Turn every line from the one containing "on boat in this image?" through the end of the listing into a numbered list, leaving out blank lines.

> _Data excerpts_:
====

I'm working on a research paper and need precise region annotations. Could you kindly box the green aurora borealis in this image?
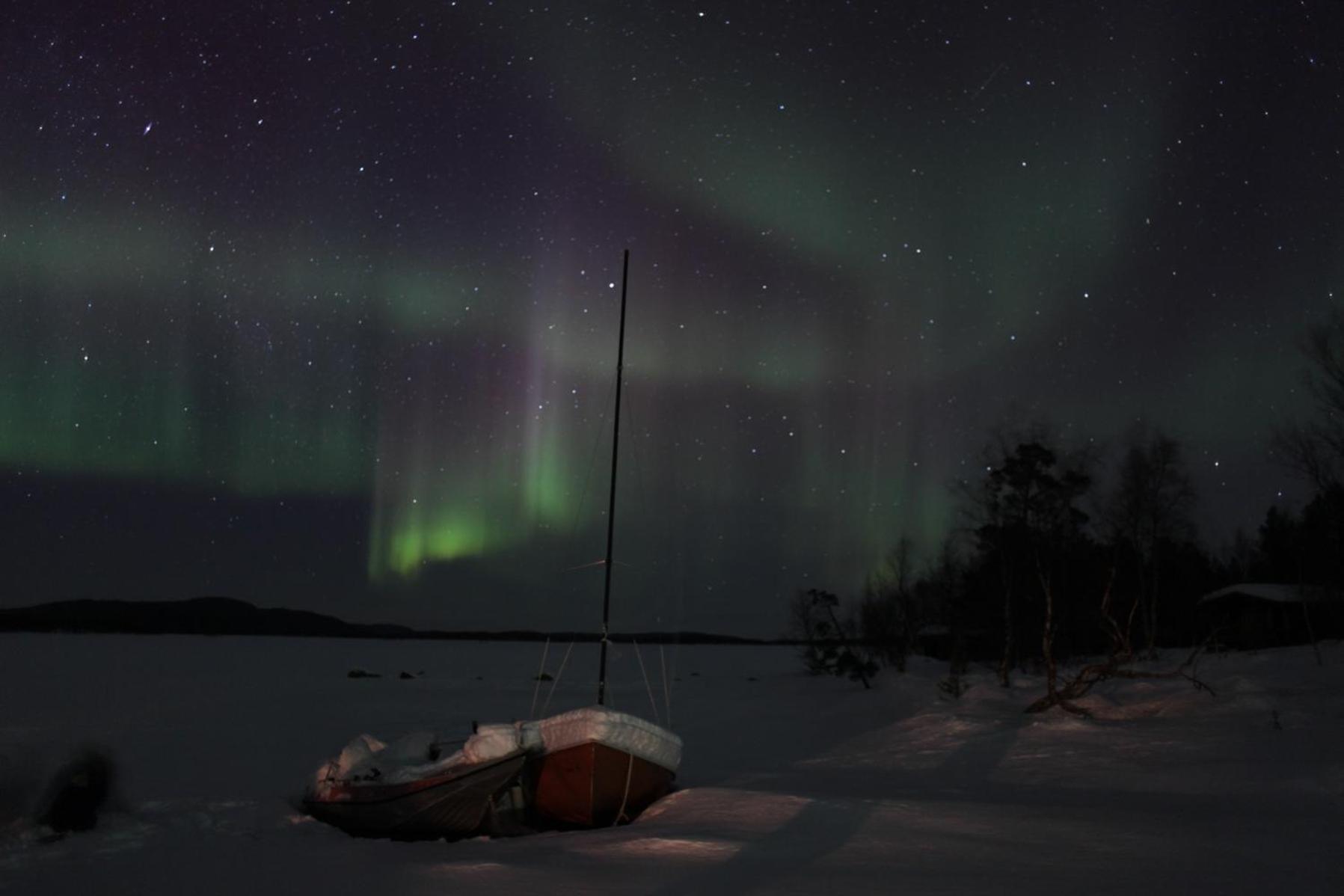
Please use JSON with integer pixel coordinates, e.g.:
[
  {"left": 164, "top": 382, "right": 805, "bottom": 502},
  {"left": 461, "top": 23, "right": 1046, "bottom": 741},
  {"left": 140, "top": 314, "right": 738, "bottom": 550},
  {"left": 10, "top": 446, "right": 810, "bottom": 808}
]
[{"left": 0, "top": 0, "right": 1344, "bottom": 634}]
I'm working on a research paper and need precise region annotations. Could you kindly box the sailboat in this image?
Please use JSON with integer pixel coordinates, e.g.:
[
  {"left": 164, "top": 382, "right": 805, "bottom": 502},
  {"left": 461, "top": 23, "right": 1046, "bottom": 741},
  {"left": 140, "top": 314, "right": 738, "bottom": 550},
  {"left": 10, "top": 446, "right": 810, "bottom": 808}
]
[
  {"left": 304, "top": 250, "right": 681, "bottom": 840},
  {"left": 528, "top": 250, "right": 681, "bottom": 827}
]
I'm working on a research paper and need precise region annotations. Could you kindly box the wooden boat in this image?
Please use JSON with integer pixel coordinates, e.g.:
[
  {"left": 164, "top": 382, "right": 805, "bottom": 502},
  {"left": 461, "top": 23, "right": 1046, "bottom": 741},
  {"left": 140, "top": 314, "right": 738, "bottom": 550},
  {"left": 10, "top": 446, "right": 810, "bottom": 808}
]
[
  {"left": 528, "top": 707, "right": 681, "bottom": 827},
  {"left": 304, "top": 251, "right": 681, "bottom": 840},
  {"left": 302, "top": 737, "right": 527, "bottom": 840}
]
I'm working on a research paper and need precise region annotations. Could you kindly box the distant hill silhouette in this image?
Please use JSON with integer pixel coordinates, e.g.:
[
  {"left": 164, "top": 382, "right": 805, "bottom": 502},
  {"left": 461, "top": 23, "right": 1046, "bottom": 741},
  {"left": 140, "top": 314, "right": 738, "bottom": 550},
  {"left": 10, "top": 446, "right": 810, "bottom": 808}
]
[{"left": 0, "top": 596, "right": 767, "bottom": 643}]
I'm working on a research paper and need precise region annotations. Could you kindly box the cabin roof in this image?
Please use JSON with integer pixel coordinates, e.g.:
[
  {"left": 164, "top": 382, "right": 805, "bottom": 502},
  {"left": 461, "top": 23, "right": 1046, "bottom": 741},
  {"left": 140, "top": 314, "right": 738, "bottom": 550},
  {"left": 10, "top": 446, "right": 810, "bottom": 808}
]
[{"left": 1199, "top": 582, "right": 1325, "bottom": 603}]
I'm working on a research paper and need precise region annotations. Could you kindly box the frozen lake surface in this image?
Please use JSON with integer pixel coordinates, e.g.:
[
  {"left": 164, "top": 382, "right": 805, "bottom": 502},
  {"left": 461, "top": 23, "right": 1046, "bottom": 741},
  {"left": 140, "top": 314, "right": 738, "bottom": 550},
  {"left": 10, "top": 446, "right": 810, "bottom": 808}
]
[{"left": 0, "top": 634, "right": 1344, "bottom": 896}]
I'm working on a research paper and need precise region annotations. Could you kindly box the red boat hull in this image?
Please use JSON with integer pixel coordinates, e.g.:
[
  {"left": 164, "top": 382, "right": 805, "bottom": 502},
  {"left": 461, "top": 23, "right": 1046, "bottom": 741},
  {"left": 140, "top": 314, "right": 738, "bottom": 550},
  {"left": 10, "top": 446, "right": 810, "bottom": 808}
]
[
  {"left": 304, "top": 752, "right": 526, "bottom": 840},
  {"left": 533, "top": 743, "right": 673, "bottom": 827}
]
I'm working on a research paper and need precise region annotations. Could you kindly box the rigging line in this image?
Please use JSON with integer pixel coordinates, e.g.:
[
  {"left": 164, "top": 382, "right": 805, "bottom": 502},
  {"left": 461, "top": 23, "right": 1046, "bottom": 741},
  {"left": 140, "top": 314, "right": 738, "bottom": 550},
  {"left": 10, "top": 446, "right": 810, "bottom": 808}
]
[
  {"left": 527, "top": 636, "right": 551, "bottom": 719},
  {"left": 630, "top": 638, "right": 663, "bottom": 725},
  {"left": 659, "top": 643, "right": 672, "bottom": 728},
  {"left": 541, "top": 641, "right": 574, "bottom": 716},
  {"left": 570, "top": 370, "right": 616, "bottom": 544}
]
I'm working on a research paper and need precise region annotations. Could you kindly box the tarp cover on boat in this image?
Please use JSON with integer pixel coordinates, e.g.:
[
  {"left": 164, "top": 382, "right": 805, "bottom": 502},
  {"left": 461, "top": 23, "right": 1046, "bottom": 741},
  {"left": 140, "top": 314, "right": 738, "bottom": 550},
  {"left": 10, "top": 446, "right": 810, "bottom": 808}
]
[{"left": 527, "top": 707, "right": 681, "bottom": 773}]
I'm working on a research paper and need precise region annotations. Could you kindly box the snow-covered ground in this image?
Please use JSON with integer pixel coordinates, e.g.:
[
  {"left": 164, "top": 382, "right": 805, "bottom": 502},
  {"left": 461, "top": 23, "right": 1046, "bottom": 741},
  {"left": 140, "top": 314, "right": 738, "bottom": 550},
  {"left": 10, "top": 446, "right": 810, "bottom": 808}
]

====

> _Response to this task_:
1. I'm working on a research paper and need precise region annotations. Could you kindly box the tarp cover on boat in this image?
2. Please use JSON with integer pixel coordinates, e.g.:
3. [
4.   {"left": 164, "top": 382, "right": 805, "bottom": 502},
5.   {"left": 461, "top": 23, "right": 1046, "bottom": 741},
6.   {"left": 140, "top": 314, "right": 738, "bottom": 550},
7.   {"left": 10, "top": 446, "right": 810, "bottom": 808}
8. ]
9. [{"left": 527, "top": 707, "right": 681, "bottom": 773}]
10. I'm working on a research paper and need precise region annotations. Could you kindly box the snow-covered ground in this image?
11. Please use JSON with integer pixel coordinates, e.g.:
12. [
13.   {"left": 164, "top": 382, "right": 805, "bottom": 502},
14.   {"left": 461, "top": 23, "right": 1046, "bottom": 741},
15.   {"left": 140, "top": 314, "right": 738, "bottom": 550},
16.   {"left": 10, "top": 446, "right": 810, "bottom": 808}
17. ]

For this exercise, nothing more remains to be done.